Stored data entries
━━━━━━━━━━━━━━━━━━━━

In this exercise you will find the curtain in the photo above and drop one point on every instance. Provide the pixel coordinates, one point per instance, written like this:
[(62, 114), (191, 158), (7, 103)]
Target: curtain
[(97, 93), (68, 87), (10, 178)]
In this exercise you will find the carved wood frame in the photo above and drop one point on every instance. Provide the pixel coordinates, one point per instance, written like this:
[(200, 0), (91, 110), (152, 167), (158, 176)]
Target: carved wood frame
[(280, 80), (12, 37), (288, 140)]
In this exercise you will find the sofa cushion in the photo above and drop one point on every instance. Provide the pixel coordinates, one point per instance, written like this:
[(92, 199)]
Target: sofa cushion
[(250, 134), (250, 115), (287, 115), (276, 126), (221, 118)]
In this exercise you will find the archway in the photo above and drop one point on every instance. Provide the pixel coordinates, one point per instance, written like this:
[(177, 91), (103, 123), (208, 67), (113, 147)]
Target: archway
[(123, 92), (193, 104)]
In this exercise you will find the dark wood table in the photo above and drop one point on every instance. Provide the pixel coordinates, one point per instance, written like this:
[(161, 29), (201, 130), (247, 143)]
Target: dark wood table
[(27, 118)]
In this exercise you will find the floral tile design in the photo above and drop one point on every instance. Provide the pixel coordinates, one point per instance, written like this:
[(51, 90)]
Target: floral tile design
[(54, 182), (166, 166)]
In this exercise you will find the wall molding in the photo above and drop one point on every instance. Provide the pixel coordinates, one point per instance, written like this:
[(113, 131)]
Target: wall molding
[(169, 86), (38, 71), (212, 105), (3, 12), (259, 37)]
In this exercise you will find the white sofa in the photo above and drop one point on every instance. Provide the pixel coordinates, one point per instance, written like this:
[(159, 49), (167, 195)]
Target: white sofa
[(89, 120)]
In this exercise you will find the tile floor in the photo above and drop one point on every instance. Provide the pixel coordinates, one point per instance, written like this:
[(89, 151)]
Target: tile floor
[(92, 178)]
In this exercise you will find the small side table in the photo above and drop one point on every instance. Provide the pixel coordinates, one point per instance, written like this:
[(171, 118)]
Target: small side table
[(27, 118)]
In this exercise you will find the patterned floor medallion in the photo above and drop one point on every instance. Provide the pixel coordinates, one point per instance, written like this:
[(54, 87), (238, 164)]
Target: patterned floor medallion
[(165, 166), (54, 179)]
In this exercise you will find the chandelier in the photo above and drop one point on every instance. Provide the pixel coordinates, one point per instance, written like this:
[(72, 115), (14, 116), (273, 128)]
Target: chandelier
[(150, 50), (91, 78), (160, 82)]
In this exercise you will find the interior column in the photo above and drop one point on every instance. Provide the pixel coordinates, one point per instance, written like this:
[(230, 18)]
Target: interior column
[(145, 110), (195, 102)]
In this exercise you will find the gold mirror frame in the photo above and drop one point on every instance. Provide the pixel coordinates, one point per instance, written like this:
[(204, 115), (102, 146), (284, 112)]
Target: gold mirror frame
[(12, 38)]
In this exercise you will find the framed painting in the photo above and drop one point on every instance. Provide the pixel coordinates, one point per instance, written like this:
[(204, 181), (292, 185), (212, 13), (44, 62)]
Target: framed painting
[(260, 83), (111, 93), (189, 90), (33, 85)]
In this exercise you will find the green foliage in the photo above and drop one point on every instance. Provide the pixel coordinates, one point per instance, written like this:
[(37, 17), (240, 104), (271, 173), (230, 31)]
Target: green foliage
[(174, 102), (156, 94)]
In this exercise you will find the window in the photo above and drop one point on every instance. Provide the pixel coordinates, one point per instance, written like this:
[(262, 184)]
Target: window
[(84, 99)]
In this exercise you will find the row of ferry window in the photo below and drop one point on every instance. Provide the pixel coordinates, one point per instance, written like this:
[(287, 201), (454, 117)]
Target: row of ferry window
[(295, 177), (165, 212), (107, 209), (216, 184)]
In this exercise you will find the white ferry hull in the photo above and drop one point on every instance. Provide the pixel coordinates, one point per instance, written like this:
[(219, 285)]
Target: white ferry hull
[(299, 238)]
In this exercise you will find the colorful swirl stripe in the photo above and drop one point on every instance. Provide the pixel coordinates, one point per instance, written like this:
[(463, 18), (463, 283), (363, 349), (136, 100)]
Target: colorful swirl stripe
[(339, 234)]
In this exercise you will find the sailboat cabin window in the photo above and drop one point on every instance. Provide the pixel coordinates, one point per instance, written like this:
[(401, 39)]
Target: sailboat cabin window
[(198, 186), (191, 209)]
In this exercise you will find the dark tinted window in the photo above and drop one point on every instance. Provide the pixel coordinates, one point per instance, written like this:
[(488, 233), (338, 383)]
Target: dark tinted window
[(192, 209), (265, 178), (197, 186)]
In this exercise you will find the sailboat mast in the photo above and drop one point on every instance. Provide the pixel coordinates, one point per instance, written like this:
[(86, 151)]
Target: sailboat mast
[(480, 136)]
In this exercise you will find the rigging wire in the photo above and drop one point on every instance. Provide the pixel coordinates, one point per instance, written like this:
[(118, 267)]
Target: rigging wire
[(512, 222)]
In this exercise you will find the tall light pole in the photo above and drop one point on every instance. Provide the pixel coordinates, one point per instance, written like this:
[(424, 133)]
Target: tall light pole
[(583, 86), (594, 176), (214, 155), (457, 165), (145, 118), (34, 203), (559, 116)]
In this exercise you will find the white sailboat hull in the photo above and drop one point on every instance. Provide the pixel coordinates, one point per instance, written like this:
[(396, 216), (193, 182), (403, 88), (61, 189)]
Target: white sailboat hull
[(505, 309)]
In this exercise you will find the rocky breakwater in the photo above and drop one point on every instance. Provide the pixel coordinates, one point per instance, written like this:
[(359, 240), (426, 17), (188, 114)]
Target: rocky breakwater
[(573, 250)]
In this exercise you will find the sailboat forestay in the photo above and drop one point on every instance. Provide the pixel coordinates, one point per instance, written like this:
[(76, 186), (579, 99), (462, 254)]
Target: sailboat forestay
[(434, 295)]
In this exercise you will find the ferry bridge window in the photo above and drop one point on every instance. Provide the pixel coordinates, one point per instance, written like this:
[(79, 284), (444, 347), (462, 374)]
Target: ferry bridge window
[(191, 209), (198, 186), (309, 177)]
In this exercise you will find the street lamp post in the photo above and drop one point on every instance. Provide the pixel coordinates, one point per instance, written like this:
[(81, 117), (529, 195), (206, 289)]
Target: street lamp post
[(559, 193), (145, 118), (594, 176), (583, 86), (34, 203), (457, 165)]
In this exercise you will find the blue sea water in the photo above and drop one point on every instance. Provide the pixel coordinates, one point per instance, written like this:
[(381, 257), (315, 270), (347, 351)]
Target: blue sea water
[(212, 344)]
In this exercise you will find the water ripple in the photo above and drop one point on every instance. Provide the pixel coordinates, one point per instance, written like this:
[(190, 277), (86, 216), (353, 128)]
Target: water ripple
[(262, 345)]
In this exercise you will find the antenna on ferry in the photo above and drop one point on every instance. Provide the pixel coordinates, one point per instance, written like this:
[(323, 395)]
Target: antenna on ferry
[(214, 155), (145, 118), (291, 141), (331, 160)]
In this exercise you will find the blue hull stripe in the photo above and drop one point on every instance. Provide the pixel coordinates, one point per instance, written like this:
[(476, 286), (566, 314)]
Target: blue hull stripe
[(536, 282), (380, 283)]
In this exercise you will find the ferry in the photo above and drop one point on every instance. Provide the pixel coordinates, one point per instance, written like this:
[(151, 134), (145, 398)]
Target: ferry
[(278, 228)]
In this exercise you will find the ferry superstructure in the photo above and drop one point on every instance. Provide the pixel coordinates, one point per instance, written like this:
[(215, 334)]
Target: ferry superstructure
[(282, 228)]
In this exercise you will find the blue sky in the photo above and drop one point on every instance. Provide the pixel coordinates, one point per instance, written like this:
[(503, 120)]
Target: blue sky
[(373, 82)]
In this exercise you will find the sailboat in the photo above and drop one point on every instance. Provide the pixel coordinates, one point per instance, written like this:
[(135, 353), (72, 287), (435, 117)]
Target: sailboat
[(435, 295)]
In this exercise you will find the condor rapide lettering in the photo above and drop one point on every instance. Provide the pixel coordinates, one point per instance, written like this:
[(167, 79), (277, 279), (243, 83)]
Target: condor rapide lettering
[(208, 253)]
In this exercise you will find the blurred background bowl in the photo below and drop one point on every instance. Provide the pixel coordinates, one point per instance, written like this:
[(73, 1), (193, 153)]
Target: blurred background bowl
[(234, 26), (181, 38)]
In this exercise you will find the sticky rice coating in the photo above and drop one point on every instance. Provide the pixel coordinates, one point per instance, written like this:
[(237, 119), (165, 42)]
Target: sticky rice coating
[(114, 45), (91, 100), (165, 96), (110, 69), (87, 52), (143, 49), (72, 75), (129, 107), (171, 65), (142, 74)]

━━━━━━━━━━━━━━━━━━━━

• **About this task**: Line count for "below": say how many lines of the entries above include that word, and give only the number.

• **Finished exercise**: 2